Required action: Write out, from the entries below, exactly the lines that run between the lines holding "Target: blue jacket" and "of the patterned", inclusive, and stop there.

Data in this exercise:
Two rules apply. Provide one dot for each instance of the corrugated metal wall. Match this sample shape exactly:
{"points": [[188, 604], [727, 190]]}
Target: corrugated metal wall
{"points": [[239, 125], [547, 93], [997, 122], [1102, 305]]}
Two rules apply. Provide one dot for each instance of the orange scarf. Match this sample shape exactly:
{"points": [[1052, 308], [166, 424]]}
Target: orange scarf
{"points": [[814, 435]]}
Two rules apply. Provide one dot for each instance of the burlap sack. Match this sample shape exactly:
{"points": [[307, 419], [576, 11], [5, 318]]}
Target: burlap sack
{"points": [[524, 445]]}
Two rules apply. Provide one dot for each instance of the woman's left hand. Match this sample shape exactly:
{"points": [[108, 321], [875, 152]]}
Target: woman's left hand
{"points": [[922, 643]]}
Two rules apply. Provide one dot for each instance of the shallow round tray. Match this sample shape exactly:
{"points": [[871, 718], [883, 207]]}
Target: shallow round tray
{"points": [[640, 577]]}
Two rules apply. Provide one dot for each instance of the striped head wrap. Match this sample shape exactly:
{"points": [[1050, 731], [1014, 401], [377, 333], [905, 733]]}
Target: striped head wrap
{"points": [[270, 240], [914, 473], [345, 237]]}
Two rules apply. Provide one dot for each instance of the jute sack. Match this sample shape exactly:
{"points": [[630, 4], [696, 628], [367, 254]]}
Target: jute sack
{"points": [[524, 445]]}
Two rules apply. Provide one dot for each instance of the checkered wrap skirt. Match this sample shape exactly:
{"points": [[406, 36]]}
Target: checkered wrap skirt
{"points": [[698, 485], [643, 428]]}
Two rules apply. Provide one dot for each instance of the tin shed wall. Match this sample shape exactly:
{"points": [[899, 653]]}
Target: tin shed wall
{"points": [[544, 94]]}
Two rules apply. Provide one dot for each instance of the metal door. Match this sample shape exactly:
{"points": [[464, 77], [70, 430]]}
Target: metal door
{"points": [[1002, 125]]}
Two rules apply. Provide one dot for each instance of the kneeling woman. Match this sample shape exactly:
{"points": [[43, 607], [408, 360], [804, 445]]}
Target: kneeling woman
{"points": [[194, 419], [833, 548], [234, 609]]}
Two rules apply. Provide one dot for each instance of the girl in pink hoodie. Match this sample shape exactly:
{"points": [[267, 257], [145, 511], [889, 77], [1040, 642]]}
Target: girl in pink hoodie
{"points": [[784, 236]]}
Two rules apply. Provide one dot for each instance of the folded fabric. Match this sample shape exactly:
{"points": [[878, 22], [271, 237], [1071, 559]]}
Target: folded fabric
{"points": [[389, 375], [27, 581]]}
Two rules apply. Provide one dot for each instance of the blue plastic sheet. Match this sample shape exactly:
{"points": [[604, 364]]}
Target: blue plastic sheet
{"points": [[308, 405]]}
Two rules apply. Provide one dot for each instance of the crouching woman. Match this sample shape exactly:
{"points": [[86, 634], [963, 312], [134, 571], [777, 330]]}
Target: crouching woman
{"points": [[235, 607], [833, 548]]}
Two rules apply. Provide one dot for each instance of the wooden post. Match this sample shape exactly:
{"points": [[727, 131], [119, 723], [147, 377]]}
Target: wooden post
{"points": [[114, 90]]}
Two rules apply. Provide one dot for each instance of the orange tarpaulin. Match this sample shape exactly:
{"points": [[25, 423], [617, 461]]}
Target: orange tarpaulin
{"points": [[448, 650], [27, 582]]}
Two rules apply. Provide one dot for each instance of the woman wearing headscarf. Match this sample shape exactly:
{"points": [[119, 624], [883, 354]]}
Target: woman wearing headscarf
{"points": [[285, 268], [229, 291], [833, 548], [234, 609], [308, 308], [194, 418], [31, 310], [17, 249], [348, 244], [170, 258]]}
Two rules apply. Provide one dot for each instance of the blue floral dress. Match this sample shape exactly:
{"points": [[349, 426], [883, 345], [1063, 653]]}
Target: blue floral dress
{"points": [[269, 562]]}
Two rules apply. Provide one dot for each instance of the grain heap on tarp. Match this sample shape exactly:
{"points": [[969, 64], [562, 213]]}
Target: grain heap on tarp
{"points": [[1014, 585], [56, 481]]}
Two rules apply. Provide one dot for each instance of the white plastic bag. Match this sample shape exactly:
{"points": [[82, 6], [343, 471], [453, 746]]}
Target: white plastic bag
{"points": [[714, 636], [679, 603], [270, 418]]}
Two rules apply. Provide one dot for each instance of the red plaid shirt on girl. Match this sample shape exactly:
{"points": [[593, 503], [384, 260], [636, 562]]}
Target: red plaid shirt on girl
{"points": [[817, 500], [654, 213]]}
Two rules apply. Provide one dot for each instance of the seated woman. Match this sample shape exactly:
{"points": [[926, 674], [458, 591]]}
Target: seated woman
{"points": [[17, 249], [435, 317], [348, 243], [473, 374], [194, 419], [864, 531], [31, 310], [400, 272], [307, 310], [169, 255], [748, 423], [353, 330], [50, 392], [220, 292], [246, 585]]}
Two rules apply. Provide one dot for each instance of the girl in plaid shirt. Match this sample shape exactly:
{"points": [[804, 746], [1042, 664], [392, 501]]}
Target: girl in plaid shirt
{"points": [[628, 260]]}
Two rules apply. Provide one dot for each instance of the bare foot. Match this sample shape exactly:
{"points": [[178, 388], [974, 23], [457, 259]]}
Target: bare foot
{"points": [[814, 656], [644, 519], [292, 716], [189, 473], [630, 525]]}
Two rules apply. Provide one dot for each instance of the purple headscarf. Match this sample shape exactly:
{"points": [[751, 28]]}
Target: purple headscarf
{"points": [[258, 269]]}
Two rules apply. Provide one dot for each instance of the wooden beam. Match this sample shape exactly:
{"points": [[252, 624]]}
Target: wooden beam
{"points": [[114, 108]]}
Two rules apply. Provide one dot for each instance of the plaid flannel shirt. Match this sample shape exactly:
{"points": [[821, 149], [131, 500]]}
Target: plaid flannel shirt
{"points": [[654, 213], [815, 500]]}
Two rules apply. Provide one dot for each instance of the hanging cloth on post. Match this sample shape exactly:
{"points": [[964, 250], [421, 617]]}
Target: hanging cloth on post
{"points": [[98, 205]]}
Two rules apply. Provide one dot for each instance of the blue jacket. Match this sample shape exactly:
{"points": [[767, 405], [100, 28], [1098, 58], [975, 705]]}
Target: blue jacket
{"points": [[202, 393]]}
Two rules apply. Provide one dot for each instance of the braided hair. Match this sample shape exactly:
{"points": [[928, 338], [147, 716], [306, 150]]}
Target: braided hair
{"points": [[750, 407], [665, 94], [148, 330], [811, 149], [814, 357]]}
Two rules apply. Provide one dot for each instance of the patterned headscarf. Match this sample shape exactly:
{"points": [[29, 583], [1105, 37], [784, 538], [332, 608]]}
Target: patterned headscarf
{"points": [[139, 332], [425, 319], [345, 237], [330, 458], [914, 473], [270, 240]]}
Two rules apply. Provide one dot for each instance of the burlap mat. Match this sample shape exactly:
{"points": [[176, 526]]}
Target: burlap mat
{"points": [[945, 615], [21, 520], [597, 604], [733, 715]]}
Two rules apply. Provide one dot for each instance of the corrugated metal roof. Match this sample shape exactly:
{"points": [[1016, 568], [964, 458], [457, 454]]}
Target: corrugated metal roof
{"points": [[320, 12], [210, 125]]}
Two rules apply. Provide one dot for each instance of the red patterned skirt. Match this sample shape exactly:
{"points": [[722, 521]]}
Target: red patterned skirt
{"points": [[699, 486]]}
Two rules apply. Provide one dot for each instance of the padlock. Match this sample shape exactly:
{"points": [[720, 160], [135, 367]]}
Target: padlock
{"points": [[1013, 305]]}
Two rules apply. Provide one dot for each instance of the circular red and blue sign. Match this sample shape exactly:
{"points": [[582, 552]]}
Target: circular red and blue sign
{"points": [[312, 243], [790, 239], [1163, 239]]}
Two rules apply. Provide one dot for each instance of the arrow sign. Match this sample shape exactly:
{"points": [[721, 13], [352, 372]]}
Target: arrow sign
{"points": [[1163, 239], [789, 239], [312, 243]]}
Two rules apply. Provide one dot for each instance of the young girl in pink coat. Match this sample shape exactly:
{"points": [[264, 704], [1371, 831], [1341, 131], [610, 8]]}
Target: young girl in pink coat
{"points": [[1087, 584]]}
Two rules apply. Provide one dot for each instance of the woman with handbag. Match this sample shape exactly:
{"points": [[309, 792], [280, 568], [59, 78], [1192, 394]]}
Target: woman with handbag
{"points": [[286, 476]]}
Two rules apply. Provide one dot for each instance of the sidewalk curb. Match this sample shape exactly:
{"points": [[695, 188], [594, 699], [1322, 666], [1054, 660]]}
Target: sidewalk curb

Result below:
Target: blue jacket
{"points": [[202, 393]]}
Two rules apply. Provide one dot for each instance of the braided hair. Match this sample shape exactly:
{"points": [[928, 338], [147, 716], [306, 150]]}
Target: braided hair
{"points": [[750, 407], [665, 94], [148, 330], [811, 149], [814, 357]]}
Two rules apply. Provide one dot for each instance of the patterned headscarf. Match this sample shape exactly:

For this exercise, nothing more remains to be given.